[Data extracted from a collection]
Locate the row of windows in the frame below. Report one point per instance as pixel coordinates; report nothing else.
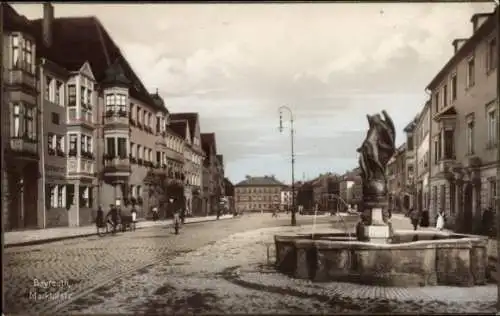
(258, 190)
(59, 196)
(447, 150)
(24, 117)
(23, 53)
(258, 206)
(448, 92)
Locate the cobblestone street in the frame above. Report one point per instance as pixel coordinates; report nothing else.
(79, 266)
(215, 267)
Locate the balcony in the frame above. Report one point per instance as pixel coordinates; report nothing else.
(22, 78)
(113, 119)
(78, 167)
(117, 166)
(24, 146)
(84, 118)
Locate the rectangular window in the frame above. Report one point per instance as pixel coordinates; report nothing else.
(110, 147)
(89, 98)
(492, 128)
(449, 146)
(16, 60)
(71, 95)
(89, 144)
(492, 191)
(83, 144)
(471, 69)
(454, 87)
(445, 95)
(469, 135)
(48, 84)
(491, 61)
(132, 150)
(122, 147)
(83, 96)
(60, 196)
(17, 120)
(72, 145)
(436, 102)
(55, 118)
(29, 120)
(58, 93)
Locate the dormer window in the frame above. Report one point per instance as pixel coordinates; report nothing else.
(116, 103)
(23, 56)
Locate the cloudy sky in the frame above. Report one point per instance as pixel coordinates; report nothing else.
(236, 64)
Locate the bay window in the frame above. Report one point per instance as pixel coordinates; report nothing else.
(72, 145)
(122, 147)
(71, 95)
(17, 120)
(29, 121)
(110, 147)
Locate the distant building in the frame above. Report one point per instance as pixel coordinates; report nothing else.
(257, 194)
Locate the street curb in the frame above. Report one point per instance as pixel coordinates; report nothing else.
(55, 239)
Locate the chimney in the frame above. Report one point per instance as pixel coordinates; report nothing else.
(458, 43)
(48, 17)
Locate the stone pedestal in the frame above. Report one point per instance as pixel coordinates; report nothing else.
(378, 231)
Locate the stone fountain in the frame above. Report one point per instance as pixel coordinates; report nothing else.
(379, 254)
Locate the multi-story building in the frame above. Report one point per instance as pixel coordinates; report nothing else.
(193, 160)
(21, 136)
(211, 185)
(396, 179)
(350, 189)
(82, 129)
(286, 199)
(422, 144)
(258, 194)
(463, 130)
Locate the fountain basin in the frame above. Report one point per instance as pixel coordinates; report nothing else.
(412, 258)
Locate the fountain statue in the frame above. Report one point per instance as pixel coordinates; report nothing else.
(374, 154)
(379, 254)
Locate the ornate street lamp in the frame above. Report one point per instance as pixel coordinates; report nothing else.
(294, 220)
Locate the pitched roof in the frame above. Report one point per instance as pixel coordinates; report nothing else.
(178, 128)
(76, 40)
(221, 159)
(207, 140)
(260, 181)
(192, 118)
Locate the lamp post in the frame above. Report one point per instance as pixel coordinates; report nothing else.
(497, 24)
(281, 108)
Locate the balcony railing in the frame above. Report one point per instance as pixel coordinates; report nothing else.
(21, 77)
(23, 145)
(116, 117)
(116, 164)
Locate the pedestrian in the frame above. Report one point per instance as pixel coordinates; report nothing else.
(440, 221)
(487, 221)
(414, 217)
(133, 212)
(177, 222)
(99, 219)
(113, 216)
(155, 213)
(182, 215)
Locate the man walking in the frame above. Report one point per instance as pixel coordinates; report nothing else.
(414, 217)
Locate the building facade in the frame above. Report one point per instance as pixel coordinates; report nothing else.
(396, 180)
(193, 161)
(422, 155)
(258, 194)
(80, 129)
(463, 130)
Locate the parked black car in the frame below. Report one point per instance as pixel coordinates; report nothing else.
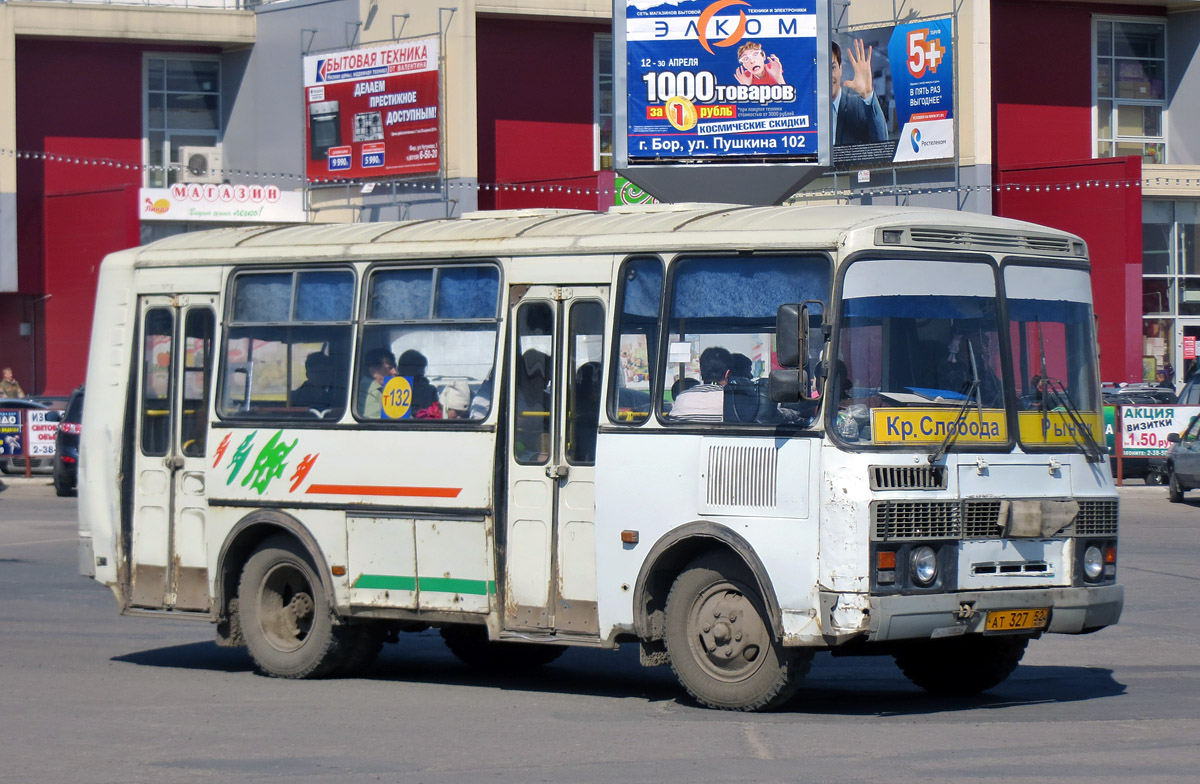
(66, 446)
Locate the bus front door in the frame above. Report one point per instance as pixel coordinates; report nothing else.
(165, 540)
(555, 371)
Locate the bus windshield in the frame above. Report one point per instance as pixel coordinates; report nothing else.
(1051, 333)
(917, 334)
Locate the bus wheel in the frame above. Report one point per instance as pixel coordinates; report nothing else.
(961, 666)
(285, 614)
(720, 642)
(473, 648)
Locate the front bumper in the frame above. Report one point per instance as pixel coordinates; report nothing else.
(1072, 611)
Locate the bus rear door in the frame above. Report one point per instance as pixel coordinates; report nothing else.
(556, 359)
(166, 540)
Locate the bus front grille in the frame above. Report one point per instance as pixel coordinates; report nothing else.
(916, 519)
(1097, 518)
(977, 519)
(907, 477)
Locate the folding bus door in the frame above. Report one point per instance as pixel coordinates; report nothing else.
(166, 546)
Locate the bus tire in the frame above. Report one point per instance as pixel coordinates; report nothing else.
(285, 614)
(471, 645)
(720, 642)
(961, 666)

The problem – Your answer must be an exact copy of the records, free of images.

Answer to this exercise –
Locate the row of windows in the frame below. Report one point per instance as pixel coordinates; report nothing else.
(258, 190)
(59, 196)
(447, 150)
(24, 117)
(23, 53)
(258, 206)
(448, 92)
Locate the cobblestone street in the frame above. Report one point per instance as pixel coordinates; report nothing else.
(79, 266)
(215, 267)
Locate the balcony in the frame above. Report one point per instance as pixel coordinates; report nothing else.
(22, 78)
(113, 119)
(78, 167)
(117, 166)
(24, 146)
(84, 118)
Locate the rectangular window in the frame above. Report one point per instance as pixel coordinates; report nothing else.
(110, 147)
(89, 98)
(492, 128)
(449, 146)
(16, 60)
(71, 95)
(89, 144)
(492, 191)
(83, 144)
(471, 69)
(454, 87)
(445, 95)
(469, 135)
(48, 84)
(491, 61)
(132, 150)
(122, 147)
(83, 96)
(60, 196)
(17, 120)
(72, 145)
(436, 102)
(55, 118)
(29, 120)
(58, 93)
Locate the dormer window in the frame above. Report one point per instance as pixel coordinates; report nothing else.
(116, 103)
(23, 56)
Locate the cloudy sky in the frame above. Report one point per instance as pixel coordinates; report nothing else.
(236, 64)
Locate the bay window in the frame above. Report one point per instance as pixel coordinates; report nothing else.
(72, 145)
(122, 147)
(71, 95)
(17, 120)
(29, 121)
(110, 147)
Locate the distant building in the frame above. Report one point per instance as pixel coordinates; report nothing else.
(257, 194)
Locate the street curb in the frame above. Report one point per instance as pixel coordinates; report nothing else.
(55, 239)
Locate the chimney in the frame above. Report one point per instance as pixel coordinates; report nothing else.
(458, 43)
(48, 17)
Locate the stone pedestal in the frame above. Report one point per instance as pixel coordinates; report nothing else.
(378, 231)
Locate the stone fountain in the frame above. Report one point per instance as pixel coordinates; report nothing else.
(379, 254)
Locate the multi-story building in the frame above. Report one point per instance as pixel coordinates; report nothing else.
(193, 160)
(21, 136)
(211, 185)
(396, 179)
(350, 189)
(82, 129)
(286, 199)
(422, 144)
(258, 194)
(463, 130)
Locate the fountain basin in the frame above. Report one point per instance as pixel coordinates; report nothing else.
(412, 258)
Locate the fountain statue in the frame above. Report one point per instance as pixel coordinates; report nothing else.
(374, 154)
(379, 254)
Locate the ornate street lamp in the frame above. Report one point per instance as pixel coordinates; report nothing else.
(294, 220)
Locate the pitched roof in the frame above. Report one point per instance as pixel coordinates; report nothing else.
(178, 128)
(76, 40)
(221, 159)
(207, 140)
(260, 181)
(192, 118)
Locate the lamp post in the frame above. Report one point per instance as pixel coordinates; report nothing else.
(497, 24)
(281, 108)
Locate the balcony railing in the frame above. Report one point per instance as pixel coordinates; report nothing else.
(21, 77)
(23, 145)
(116, 117)
(116, 164)
Locate the pedestrian in the frame above. Report one point per instance as pixel coordinates; report nothing else.
(440, 221)
(487, 221)
(414, 217)
(133, 212)
(177, 222)
(99, 219)
(113, 216)
(155, 213)
(182, 215)
Locate the man walking in the frame above. Report one point per instance as pixel coordinates; report nothing else.
(414, 217)
Locate the building facade in the frame above. Report one point per instance as pixel coordinates; report nothing else.
(396, 180)
(193, 161)
(422, 155)
(258, 194)
(80, 129)
(463, 130)
Locate the parked black car in the frame below. Report one point per instance as pixel coordinates; report nothing else.
(66, 446)
Locate the bus front door in the frame above. Report one point per instance as pixel coordinates; report nothing else.
(165, 540)
(555, 371)
Locate the bus windshield in the frame above. Report one point per instance as pixel coordinates; report nothing else.
(1051, 333)
(917, 334)
Locate the bus wheel in the frame above. Report one point per instance as pixel coordinates; report nothing else.
(961, 666)
(285, 614)
(720, 642)
(473, 648)
Locate the front bumper in the frame above. Report one point per instance as pixel coordinates; report nothing else.
(1072, 611)
Locate the bus rear door in the frame above. Report one point per instance as pixel coordinates; report nothing else.
(556, 359)
(166, 540)
Locate the bus front grille in the frame above. Report one point per instance as pixel coordinates; report nothing else.
(916, 519)
(1097, 518)
(977, 519)
(907, 477)
Locate the folding bus door in the frame above. Report one point per instance as pixel coordinates; report nothing else.
(166, 546)
Locate the bus tire in the frame above. Report one point per instance as pixel coordinates; report nothing else.
(285, 614)
(471, 645)
(720, 642)
(961, 666)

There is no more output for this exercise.